Set of tasks:
A: In the babysitting story below, what two colors are Pierre's pairs of Converse?
B: Write the next part of the babysitting story below, picking up after its final sentence.

Pierre put on the video. He asked me if we could practice English, which I was happy to do.

“I like Pierre,” he said.

“Me too,” I said.

He looked confused. “I like Pierre,” he said again, this time pointing to himself.

“Oh,” I said. “No, ‘I am Pierre.'”

He grinned and repeated after me. He had established that I did indeed know English, so then it was time for him to ask me – in French – all of his questions about America, of which there were many. First: “Tu connais Hollywood?” Yes, I was familiar with Hollywood. Oh, man. He loved action movies. Actually, he loved America! He wanted to go there because people liked to surf. He loved surfing! He and his father surfed on France’s western coast, but he wanted to go surfing in California. Also, he wanted to know, were les Converses popular in America? He had two pairs, gray and green. His mom also had two pairs. I told him that I had two pairs, in black and white, and he cheered. Also, was my belt made out of vrai cuir? Yes, it was real leather.

I made them grilled cheese for dinner, which he thought was hilarious. I couldn’t figure out how to work the stove, so Pierre helped me. He also soothed Viviane the whole time, who went between crying and acting silently afraid of me. Basically, Pierre was the babysitter and I was just there to make sure that neither of them died. When their father came home, we talked a bit – he also wanted to practice his English – and paid me. I hadn’t made plans with Marie for the next date.

When she eventually called me, I must have been in class, so she left a message. She wanted me to come on Thursday afternoons. I had just learned that that was when my Buddhism class was happening – the day had changed from Tuesdays – so I could no longer babysit for them. I left her a stuttering message. I never saw them again.

Stored data:

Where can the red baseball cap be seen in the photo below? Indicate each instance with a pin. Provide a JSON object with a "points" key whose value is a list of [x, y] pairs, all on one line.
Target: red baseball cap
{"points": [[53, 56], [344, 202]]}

Expected responses:
A: Gray and green.

B:
Even though I had become friends with Katie, Molly and Jill, I was still figuring out if I could become friends with anyone else. A group of three girls invited me to go out with them one Friday night and I said yes. They all lived in the student apartments, which were on the periphery of the fourteenth arrondissement. I went to their apartment to drink before we went out. Liz gave me some orange juice to bring with me for a mixer. I walked from her apartment, which took me much longer than I’d expected. The three of them were all very nice, though I liked one girl, who I thought was more sophisticated, the best.

We took the Metro somewhere, I forget where, and ended up at a crowded bar. Then two other crowded bars. Eventually one of the girls, the sophisticated one, saw some people from her college. She left us for them. The two other girls and I went to some crepe place and sat at a table, very drunk, dejectedly eating crepes. We got on the night bus, which people told me to never take home. I got so nervous that I was on the bus that I got off way before I should have. I ended up trying to walk home until I realized that I didn’t actually know where I was. I looked for a cab for a really long time, but eventually I found one. When I woke up in the morning, I was scared thinking about what could have happened. I never went out with those girls again.

My mom and grandma came to visit in the middle of October. My mom had been to Paris before, but only for weekends while she lived in London. My grandmother had never been and was excited to take her first trip to France at the age of 77. She even bought a new raincoat for the occasion. I had been looking forward to their arrival since the day that I got off the plane. I knew they would be my first visitors.

They stayed at a hotel in Saint-Germain. I had reserved the room for them and I was very pleased to see, when I got there, that it was basically the cutest, Frenchest place ever. The interior was decorated beautifully. The staff was actually delightful. It had what I think they call an “old world charm”. Anyway, I wish I could remember the name, but I can’t so my mom and I will have to look back in our records.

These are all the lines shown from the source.